◆ **To be done**:
(a) In the CO2 flow-instability text, what pseudocritical pressure corresponds to the pseudocritical temperature of approximately 34.5 °C?
(b) Do these statements agree with the CO2 flow-instability text? Answer yes or no for each and quote the deciding words. (i) The unstable region lies near the critical point of CO2. (ii) The unstable region differs sharply between the increasing and decreasing heating temperature cases. (iii) Above the pseudocritical temperature, the pressure must exceed 77 bar to avoid instability.
(c) Write a continuation of the CO2 flow-instability text, picking up after its final sentence.

-- Reading text start --

The pressure and temperature at which the flow begins to destabilize can be found using the pressure–temperature diagram of CO2 by combining the aforementioned simulation results. Figure 7 shows the results, wherein the pressure and temperature ranges are indicated. The unstable region is highlighted as the colored region in Figure 7. Furthermore, the instability boundaries which were obtained through the numerical simulations are also specified.
The unstable region appears to be similar in both heating temperature cases, i.e., increasing and decreasing, and is near the critical point of CO2. In this study, this region is defined as an unstable region. Among the regions shown in Figure 7, flow instability was not observed in the topside and injection wellbore when the pressure and temperature are above those at the boundary of the regions.
Such an unstable region exhibits several characteristics. For example, the corresponding pseudocritical pressure is approximately 79.8 bar at a pseudocritical temperature of approximately 34.5 °C. The unstable regions can be distinguished using this value. In other words, the pressure should be higher than 79.8 bar (P > Ppc = 79.8 bar) to prevent instability at a temperature lower than the pseudocritical temperature of approximately 34.5 °C (T < Tpc = 34.5 °C). In addition, the pressure should be higher than 77 bar (P > Ppc = 77 bar) to avoid instability above the pseudocritical temperature of approximately 34.5 °C (T > Tpc = 34.5 °C).

-- Reading text end --
-- Information provided start --

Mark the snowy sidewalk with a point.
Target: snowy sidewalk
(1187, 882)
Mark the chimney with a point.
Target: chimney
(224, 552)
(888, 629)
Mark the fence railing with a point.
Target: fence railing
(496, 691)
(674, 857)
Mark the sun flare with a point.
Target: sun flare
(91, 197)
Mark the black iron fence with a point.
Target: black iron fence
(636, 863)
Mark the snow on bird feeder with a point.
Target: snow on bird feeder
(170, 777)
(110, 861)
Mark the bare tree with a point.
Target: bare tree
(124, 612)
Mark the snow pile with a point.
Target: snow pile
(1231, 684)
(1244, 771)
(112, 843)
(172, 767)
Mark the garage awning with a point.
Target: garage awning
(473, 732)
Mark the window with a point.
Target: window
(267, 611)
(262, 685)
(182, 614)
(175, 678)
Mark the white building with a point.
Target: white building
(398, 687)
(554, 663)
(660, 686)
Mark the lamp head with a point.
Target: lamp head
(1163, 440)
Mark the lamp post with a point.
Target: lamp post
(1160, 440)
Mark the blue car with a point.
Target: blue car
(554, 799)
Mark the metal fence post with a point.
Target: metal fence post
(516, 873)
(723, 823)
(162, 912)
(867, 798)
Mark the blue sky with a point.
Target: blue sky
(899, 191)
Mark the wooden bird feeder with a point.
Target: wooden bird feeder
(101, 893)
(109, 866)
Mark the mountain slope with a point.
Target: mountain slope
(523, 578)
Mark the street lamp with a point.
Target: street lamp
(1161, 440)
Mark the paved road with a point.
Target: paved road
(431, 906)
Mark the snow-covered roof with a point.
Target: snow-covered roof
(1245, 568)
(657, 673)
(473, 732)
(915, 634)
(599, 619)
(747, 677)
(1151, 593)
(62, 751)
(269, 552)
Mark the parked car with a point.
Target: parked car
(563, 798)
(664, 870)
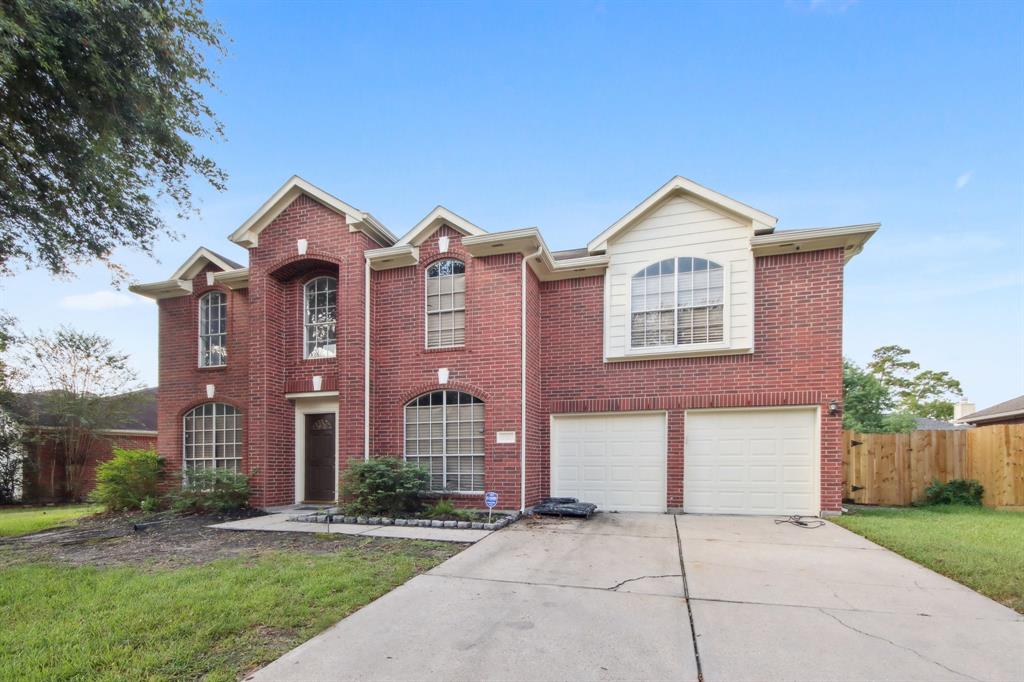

-- Information provided end --

◆ **Outputs in order**:
(a) Approximately 79.8 bar.

(b)
(i) Yes: "is near the critical point of CO2"
(ii) No: "The unstable region appears to be similar in both heating temperature cases, i.e., increasing and decreasing"
(iii) Yes: "the pressure should be higher than 77 bar (P > Ppc = 77 bar) to avoid instability above the pseudocritical temperature of approximately 34.5 °C"

(c)
Thus, the existence of an unstable CO2 flow region in the pipeline suggests that the unstable flow must be considered in the design and operation of the entire CCS value chain in which CO2 flows in the supercritical state. Considering the unstable flow, a specific range of operating conditions must be defined for system design and operation. Moreover, analytical results for critical and supercritical CO2 that correspond to the unstable flow are required. The results of this study identify the specific region near the critical point where the CO2 flow is unstable. CO2 near the critical point is known to exhibit sudden changes in its properties even on small pressure and temperature variations based on existing studies and experiments. However, if the CO2 transportation and injection system is operated in an unstable region, the cause of flow instability should be analyzed in detail. Thus, the changes in the properties of CO2 in the unstable region and near the pseudocritical line were analyzed, as explained in detail in the next section.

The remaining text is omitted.